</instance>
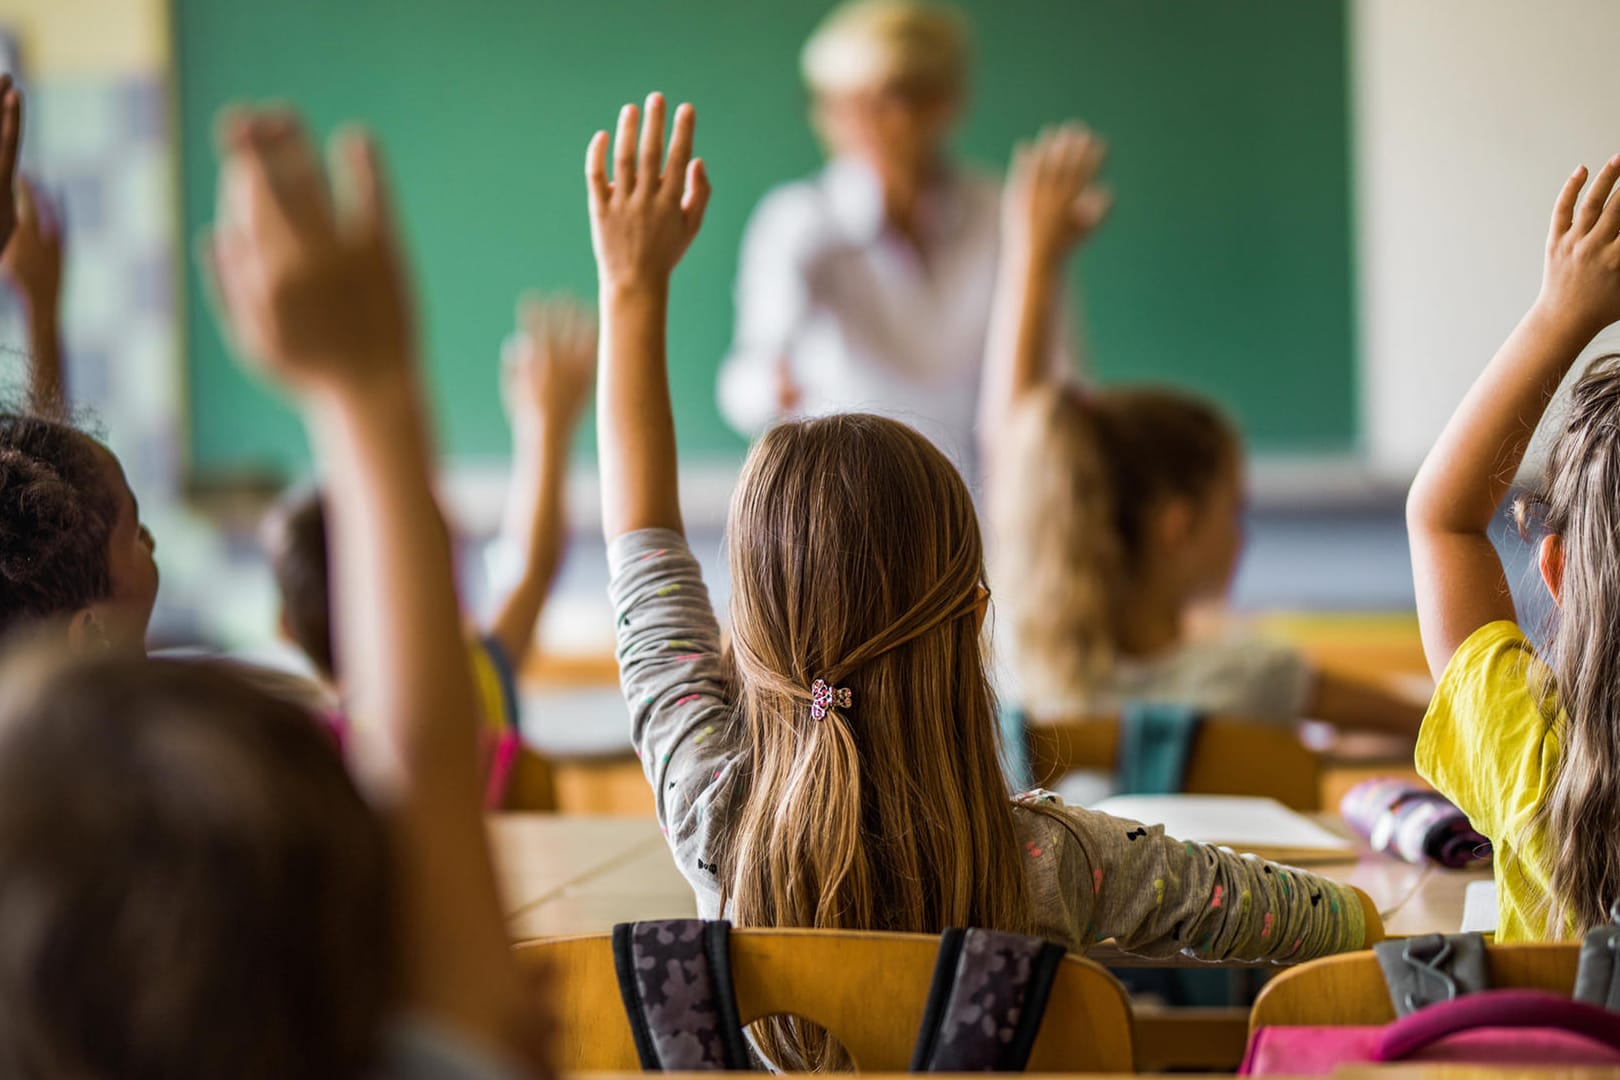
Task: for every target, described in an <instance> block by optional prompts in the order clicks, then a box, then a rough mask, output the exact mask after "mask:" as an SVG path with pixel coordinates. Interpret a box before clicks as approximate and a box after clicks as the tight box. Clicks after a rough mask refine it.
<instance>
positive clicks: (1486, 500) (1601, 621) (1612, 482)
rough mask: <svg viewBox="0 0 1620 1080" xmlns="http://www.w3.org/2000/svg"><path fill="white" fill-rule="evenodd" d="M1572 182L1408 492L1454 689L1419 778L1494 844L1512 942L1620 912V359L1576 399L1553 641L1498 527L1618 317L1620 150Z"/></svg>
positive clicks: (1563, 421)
-------
| Description of the task |
Copy the lines above word for word, omitting the pictures.

| Exercise solution |
</instance>
Task: for every target, described in an <instance> block by optional prompts in the order clicks, then a box, then a rough mask, output the exact mask after "mask:" as an SVG path with pixel coordinates. Interpret a box before clicks as approximate and a box after clicks as the tight box. Clicks after a rough mask refine it.
<instance>
positive clicks: (1486, 500) (1601, 621) (1612, 482)
rough mask: <svg viewBox="0 0 1620 1080" xmlns="http://www.w3.org/2000/svg"><path fill="white" fill-rule="evenodd" d="M1572 182L1408 492L1454 689L1419 778L1494 844L1512 942L1620 912V359L1576 399L1553 641L1498 527L1618 317L1620 150Z"/></svg>
positive clicks: (1563, 421)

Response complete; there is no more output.